▶ [SET OF TASKS]:
a – In the news report on revascularization after heart attack, the paragraph beginning "After a mean follow-up of 32 months" gives several percentages for patients who underwent invasive coronary revascularization. List each of those percentages with the outcome it describes.
b – According to the news report on revascularization after heart attack, how many patients hospitalized for acute myocardial infarction did the researchers examine?
c – Rewrite as a bulleted list the paragraph of the news report on revascularization after heart attack that begins "After a mean follow-up of 32 months," keeping its main facts.

▶ [EXERCISE PASSAGE]:
────────────────
Revascularization After Heart Attack Reduces Mortality

Also lowers risk of heart failure

WEDNESDAY, July 2 (HealthDay News) -- Patients who undergo invasive coronary revascularization during hospitalization for an acute myocardial infarction have a lower risk of death and heart failure than patients who do not undergo the procedure, researchers report in the July 1 issue of the American Journal of Cardiology.

Finlay A. McAlister, M.D., from the University of Alberta in Edmonton, Canada, and colleagues examined the risk of mortality and heart failure in 13,472 patients (mean age 65 years) hospitalized for acute myocardial infarction, 24 percent of whom underwent invasive coronary revascularization during hospitalization.

After a mean follow-up of 32 months, the researchers found that patients who underwent invasive coronary revascularization had a significantly lower risk of mortality (5 versus 17 percent) and a significantly lower risk of heart failure, either during the hospitalization (17 versus 24 percent) or after discharge (4 versus 7 percent). The risk remained lower for both even after adjusting for other factors (hazard ratio 0.68 for heart failure, hazard ratio 0.60 for death or heart failure).

"In conclusion, invasive coronary revascularization during acute myocardial infarction hospitalization is associated with lower rates of death and subsequent heart failure; there is no trade-off of one outcome for the other," McAlister and colleagues write.
────────────────
Records from a data source:

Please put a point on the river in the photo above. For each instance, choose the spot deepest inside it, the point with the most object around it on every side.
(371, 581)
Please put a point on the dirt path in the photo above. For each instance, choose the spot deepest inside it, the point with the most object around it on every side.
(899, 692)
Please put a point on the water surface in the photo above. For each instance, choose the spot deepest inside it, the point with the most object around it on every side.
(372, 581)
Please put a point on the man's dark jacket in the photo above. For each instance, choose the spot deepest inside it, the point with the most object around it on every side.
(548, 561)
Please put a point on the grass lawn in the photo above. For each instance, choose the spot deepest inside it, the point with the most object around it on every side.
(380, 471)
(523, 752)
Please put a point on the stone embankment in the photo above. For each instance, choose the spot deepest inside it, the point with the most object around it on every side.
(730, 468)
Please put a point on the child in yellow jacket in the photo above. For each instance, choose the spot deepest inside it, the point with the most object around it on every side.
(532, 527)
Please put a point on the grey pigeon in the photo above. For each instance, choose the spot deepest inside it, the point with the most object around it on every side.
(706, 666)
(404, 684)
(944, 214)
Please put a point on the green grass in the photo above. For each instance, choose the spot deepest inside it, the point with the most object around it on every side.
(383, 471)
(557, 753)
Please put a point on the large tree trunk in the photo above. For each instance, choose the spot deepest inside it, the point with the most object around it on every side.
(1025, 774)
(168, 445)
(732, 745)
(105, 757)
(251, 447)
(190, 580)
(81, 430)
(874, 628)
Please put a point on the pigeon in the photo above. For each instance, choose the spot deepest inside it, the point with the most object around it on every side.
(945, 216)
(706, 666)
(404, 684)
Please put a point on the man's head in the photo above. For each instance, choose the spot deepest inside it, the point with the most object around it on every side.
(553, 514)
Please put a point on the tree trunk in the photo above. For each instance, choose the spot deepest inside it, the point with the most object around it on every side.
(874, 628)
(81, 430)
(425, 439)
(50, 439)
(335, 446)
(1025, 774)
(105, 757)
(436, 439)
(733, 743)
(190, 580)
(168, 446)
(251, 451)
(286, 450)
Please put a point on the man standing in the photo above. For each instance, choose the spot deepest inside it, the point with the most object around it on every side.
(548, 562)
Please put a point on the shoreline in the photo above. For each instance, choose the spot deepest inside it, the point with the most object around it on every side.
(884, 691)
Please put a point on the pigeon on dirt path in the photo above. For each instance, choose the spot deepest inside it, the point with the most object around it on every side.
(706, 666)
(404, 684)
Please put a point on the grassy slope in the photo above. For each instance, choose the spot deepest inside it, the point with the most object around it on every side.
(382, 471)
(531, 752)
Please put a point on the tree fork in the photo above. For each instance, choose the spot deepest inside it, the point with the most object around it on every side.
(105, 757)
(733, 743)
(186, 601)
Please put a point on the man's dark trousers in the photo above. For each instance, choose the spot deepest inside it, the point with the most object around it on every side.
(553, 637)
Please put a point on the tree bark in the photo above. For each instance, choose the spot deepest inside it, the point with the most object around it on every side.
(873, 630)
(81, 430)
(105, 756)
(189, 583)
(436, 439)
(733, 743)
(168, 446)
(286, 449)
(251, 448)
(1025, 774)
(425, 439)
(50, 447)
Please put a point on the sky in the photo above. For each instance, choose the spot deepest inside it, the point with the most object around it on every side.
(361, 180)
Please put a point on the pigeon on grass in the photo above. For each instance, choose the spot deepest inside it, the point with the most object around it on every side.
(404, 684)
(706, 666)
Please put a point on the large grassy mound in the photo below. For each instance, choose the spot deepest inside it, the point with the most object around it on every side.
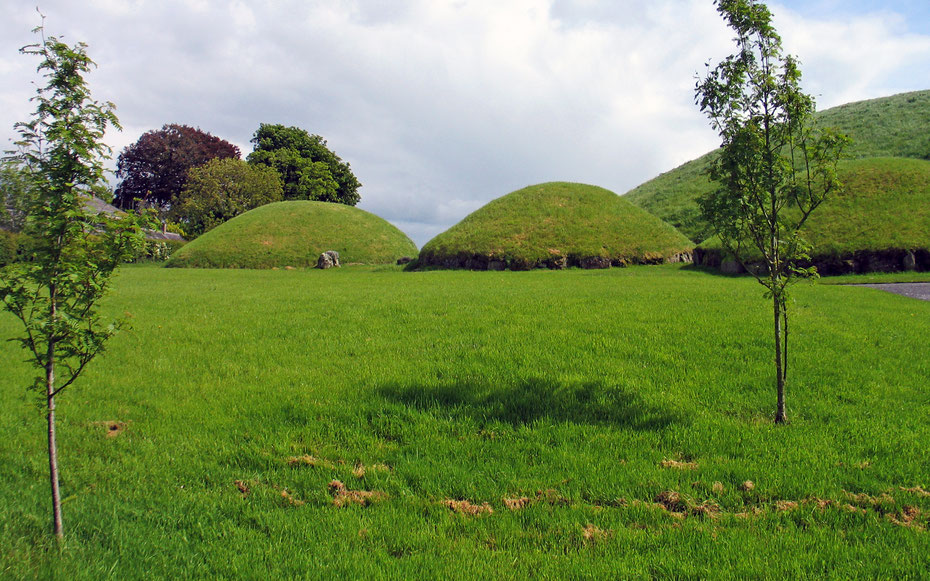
(893, 126)
(555, 225)
(295, 234)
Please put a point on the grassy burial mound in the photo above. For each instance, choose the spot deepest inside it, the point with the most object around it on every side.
(893, 126)
(880, 223)
(555, 225)
(295, 234)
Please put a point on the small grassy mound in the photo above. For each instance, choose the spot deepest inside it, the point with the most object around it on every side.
(555, 225)
(295, 234)
(883, 214)
(893, 126)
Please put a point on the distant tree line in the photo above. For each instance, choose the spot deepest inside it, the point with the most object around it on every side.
(199, 181)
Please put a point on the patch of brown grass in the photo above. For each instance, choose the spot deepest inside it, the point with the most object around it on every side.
(467, 507)
(881, 503)
(908, 517)
(243, 487)
(342, 496)
(551, 496)
(113, 427)
(593, 534)
(291, 499)
(516, 503)
(916, 490)
(308, 460)
(679, 464)
(672, 501)
(360, 469)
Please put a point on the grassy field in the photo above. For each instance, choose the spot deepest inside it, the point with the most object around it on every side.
(543, 424)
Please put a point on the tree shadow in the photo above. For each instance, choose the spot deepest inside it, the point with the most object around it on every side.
(535, 399)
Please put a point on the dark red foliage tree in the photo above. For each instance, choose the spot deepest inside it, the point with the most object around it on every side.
(154, 168)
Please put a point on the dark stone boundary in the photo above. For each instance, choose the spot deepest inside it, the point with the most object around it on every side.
(558, 262)
(858, 262)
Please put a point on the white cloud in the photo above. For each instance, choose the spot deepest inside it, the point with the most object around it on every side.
(441, 106)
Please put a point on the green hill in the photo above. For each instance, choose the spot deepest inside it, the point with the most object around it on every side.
(881, 222)
(895, 126)
(555, 225)
(295, 234)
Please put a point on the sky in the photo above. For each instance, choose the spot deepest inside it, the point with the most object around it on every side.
(443, 105)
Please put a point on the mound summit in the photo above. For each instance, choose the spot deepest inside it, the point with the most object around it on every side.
(294, 234)
(555, 225)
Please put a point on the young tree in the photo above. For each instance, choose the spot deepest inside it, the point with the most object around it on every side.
(154, 168)
(16, 195)
(774, 168)
(309, 170)
(222, 189)
(56, 293)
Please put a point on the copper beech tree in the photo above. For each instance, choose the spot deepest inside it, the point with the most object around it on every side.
(55, 293)
(775, 167)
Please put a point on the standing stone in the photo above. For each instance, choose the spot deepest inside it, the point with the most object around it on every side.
(324, 261)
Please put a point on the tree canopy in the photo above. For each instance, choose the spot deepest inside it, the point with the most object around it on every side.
(154, 168)
(222, 189)
(16, 195)
(308, 168)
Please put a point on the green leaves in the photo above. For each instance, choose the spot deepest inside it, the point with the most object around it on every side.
(60, 163)
(308, 168)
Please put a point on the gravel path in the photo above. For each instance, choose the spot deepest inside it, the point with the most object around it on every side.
(915, 290)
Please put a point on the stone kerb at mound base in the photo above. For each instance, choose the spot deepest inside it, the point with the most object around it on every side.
(556, 262)
(857, 262)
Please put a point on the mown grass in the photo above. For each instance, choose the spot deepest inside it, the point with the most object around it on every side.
(240, 396)
(294, 234)
(555, 219)
(892, 126)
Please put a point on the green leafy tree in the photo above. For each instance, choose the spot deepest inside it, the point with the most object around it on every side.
(775, 167)
(222, 189)
(75, 252)
(16, 195)
(309, 170)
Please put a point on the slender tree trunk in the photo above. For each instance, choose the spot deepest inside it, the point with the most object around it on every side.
(52, 445)
(780, 416)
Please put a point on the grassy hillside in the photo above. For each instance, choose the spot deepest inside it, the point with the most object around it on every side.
(886, 205)
(893, 126)
(295, 234)
(583, 424)
(554, 221)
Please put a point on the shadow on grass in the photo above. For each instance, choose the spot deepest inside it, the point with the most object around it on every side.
(535, 399)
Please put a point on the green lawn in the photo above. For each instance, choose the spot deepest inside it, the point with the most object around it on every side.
(593, 395)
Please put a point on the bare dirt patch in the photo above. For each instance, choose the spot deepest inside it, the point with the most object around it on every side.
(308, 460)
(243, 488)
(919, 491)
(679, 464)
(113, 427)
(290, 499)
(516, 503)
(593, 534)
(360, 470)
(467, 507)
(908, 517)
(342, 496)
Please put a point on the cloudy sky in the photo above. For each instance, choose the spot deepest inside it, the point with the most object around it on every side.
(443, 105)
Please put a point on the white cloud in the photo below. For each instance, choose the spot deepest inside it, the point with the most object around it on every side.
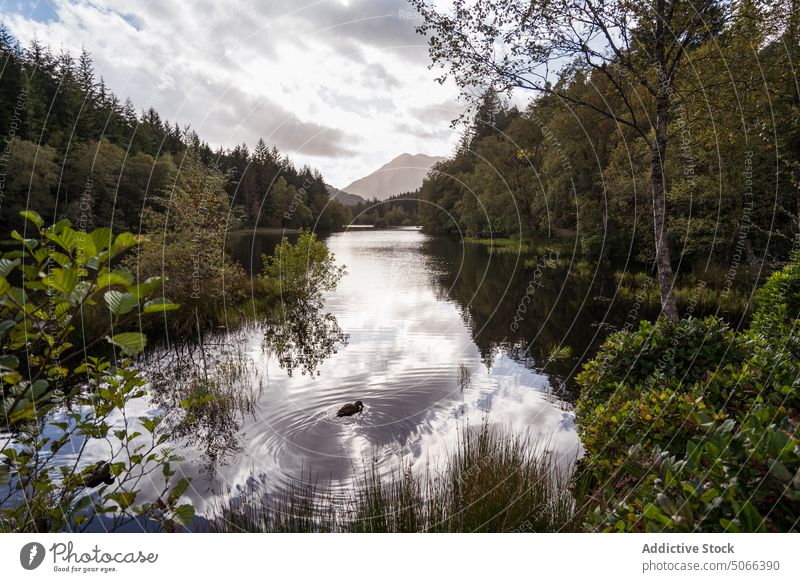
(338, 85)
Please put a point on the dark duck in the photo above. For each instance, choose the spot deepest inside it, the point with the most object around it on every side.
(351, 409)
(97, 474)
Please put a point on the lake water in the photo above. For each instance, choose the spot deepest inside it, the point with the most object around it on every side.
(424, 336)
(433, 335)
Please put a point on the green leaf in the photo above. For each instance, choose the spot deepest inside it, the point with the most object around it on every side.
(7, 265)
(143, 290)
(160, 305)
(101, 238)
(118, 277)
(123, 498)
(120, 302)
(131, 343)
(33, 217)
(6, 325)
(63, 280)
(185, 514)
(178, 490)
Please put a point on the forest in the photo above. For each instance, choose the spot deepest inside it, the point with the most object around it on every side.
(75, 150)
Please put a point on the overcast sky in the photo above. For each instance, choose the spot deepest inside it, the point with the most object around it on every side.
(342, 85)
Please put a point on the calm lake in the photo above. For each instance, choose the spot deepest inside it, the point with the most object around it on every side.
(421, 331)
(431, 334)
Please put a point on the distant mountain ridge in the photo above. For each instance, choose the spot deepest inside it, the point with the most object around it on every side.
(405, 173)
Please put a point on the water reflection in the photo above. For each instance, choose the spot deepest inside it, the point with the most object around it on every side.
(397, 335)
(302, 336)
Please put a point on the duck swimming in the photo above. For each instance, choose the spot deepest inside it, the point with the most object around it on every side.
(351, 409)
(98, 473)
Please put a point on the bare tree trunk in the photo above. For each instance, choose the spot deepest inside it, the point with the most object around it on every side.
(666, 278)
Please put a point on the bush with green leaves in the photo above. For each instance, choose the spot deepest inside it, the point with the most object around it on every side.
(300, 273)
(63, 397)
(691, 426)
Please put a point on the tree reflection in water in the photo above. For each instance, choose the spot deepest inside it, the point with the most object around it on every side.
(207, 389)
(302, 337)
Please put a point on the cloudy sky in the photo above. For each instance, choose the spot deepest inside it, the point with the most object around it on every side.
(342, 85)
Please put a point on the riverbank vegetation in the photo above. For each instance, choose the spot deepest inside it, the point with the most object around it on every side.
(67, 385)
(621, 138)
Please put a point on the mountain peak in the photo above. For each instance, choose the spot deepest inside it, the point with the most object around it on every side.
(404, 173)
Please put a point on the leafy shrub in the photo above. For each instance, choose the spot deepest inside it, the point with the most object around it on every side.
(690, 426)
(300, 273)
(736, 478)
(58, 399)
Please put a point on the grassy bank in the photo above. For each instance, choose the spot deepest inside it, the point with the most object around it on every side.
(494, 481)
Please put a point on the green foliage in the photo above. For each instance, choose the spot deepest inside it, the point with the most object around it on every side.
(300, 273)
(56, 396)
(492, 482)
(690, 426)
(186, 242)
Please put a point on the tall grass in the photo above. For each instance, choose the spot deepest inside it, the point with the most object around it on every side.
(493, 482)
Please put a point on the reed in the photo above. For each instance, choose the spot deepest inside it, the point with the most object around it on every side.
(494, 481)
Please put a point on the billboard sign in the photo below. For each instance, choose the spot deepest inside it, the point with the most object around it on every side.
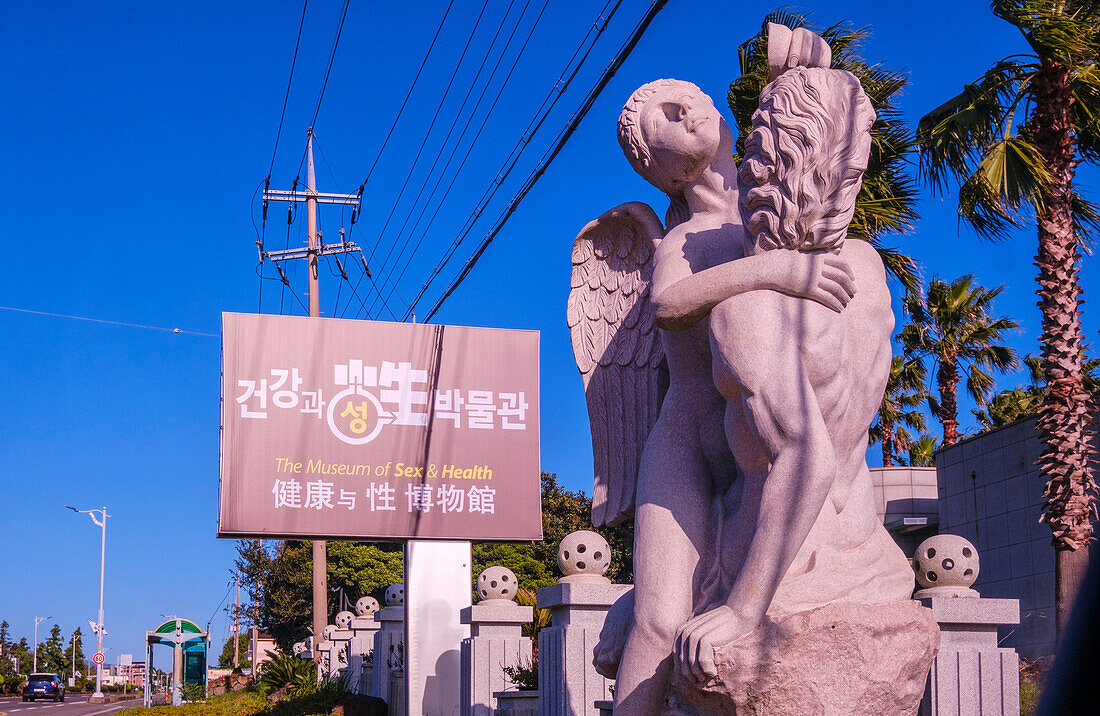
(351, 429)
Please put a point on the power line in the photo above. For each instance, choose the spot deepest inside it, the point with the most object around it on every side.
(465, 129)
(286, 98)
(548, 105)
(332, 55)
(100, 320)
(563, 138)
(427, 134)
(393, 277)
(407, 95)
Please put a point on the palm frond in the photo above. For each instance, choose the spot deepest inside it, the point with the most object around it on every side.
(953, 135)
(1059, 30)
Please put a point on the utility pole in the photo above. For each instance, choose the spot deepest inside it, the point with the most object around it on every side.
(315, 249)
(37, 620)
(237, 625)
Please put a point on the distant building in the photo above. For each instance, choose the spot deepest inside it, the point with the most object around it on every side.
(988, 489)
(991, 493)
(906, 500)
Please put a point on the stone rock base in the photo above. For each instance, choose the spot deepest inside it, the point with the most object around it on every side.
(854, 659)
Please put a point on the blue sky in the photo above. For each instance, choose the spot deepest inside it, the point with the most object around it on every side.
(136, 133)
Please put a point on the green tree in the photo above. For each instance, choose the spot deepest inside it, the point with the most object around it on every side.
(226, 659)
(1008, 406)
(887, 201)
(954, 327)
(899, 412)
(75, 641)
(922, 451)
(1011, 140)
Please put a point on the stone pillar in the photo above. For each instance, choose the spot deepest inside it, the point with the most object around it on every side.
(569, 684)
(388, 643)
(971, 675)
(361, 647)
(495, 641)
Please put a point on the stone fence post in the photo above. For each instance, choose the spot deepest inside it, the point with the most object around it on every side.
(569, 684)
(388, 642)
(495, 642)
(971, 675)
(361, 647)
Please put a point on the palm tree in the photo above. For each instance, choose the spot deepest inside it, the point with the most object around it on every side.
(887, 201)
(1012, 140)
(953, 326)
(922, 451)
(898, 412)
(1008, 406)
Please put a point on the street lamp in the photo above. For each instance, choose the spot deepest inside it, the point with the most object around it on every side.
(37, 620)
(101, 522)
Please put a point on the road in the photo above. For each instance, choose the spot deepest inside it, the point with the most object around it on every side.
(76, 705)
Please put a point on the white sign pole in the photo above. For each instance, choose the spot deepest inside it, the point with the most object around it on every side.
(438, 584)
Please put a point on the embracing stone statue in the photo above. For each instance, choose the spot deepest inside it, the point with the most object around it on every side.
(733, 360)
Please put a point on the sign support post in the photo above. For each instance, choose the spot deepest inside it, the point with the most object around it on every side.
(314, 250)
────────────────
▶ [ANSWERS]:
a –
- Mortality: 5 percent
- Heart failure during the hospitalization: 17 percent
- Heart failure after discharge: 4 percent

b – 13,472 patients

c –
- Mean follow-up: 32 months.
- Patients who underwent invasive coronary revascularization had significantly lower mortality: 5 versus 17 percent.
- They also had significantly lower rates of heart failure:
  - during the hospitalization: 17 versus 24 percent
  - after discharge: 4 versus 7 percent
- Both risks remained lower after adjustment for other factors:
  - heart failure: hazard ratio 0.68
  - death or heart failure: hazard ratio 0.60